### Task material

+++

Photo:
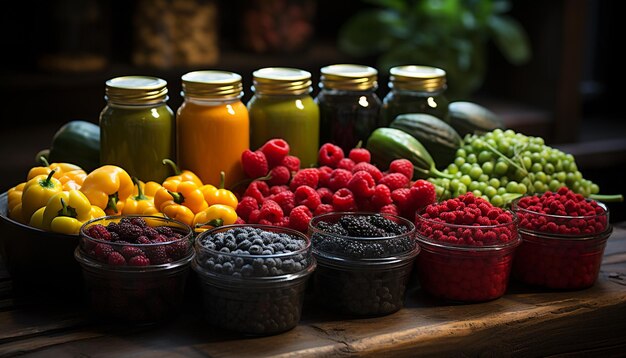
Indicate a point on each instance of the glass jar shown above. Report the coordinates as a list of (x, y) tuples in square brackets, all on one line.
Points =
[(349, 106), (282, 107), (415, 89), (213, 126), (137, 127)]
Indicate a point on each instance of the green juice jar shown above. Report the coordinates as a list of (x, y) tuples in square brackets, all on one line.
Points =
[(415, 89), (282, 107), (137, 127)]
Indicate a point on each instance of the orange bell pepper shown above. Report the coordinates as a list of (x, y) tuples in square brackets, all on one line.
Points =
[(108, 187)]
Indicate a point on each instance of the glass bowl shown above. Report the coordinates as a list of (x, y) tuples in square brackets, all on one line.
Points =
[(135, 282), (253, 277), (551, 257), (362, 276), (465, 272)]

+++

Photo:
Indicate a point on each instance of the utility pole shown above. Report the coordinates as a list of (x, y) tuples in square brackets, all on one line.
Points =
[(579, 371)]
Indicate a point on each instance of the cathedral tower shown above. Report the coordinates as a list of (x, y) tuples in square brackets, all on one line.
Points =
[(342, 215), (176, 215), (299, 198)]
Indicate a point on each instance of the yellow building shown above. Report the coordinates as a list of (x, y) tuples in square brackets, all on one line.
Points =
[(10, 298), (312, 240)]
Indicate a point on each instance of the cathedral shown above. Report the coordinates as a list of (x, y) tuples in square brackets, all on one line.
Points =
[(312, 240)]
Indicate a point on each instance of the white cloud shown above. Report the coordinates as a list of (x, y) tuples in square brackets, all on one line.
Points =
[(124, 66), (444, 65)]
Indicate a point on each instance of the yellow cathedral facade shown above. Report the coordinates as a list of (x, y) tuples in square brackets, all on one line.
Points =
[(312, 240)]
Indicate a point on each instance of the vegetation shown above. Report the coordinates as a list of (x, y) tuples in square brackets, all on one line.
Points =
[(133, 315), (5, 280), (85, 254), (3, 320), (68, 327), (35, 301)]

+++

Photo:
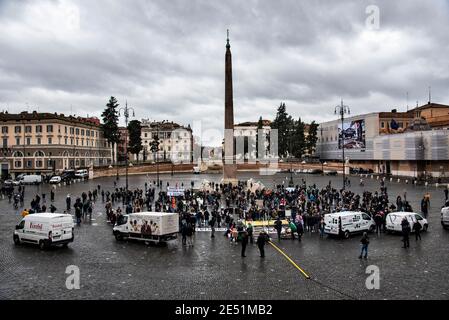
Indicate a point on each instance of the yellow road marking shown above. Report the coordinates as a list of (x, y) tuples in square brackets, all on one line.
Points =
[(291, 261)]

+++

### Your goal
Give the listing from the line with "Indicate a point on each instance of the green" up to and including the line with "[(415, 89), (282, 107), (137, 127)]" as a two-column CSV with the columns text and answer. Put each text and its answer on one row, each in its own quoted field, with line breaks turned into spaces.

### Result of the exercise
text,answer
"Indicate a point on each instance of the green juice jar shown above. Report the coordinates as a list of (x, y) tuples in square brackets, all on one line. Points =","[(415, 89), (282, 107), (137, 127)]"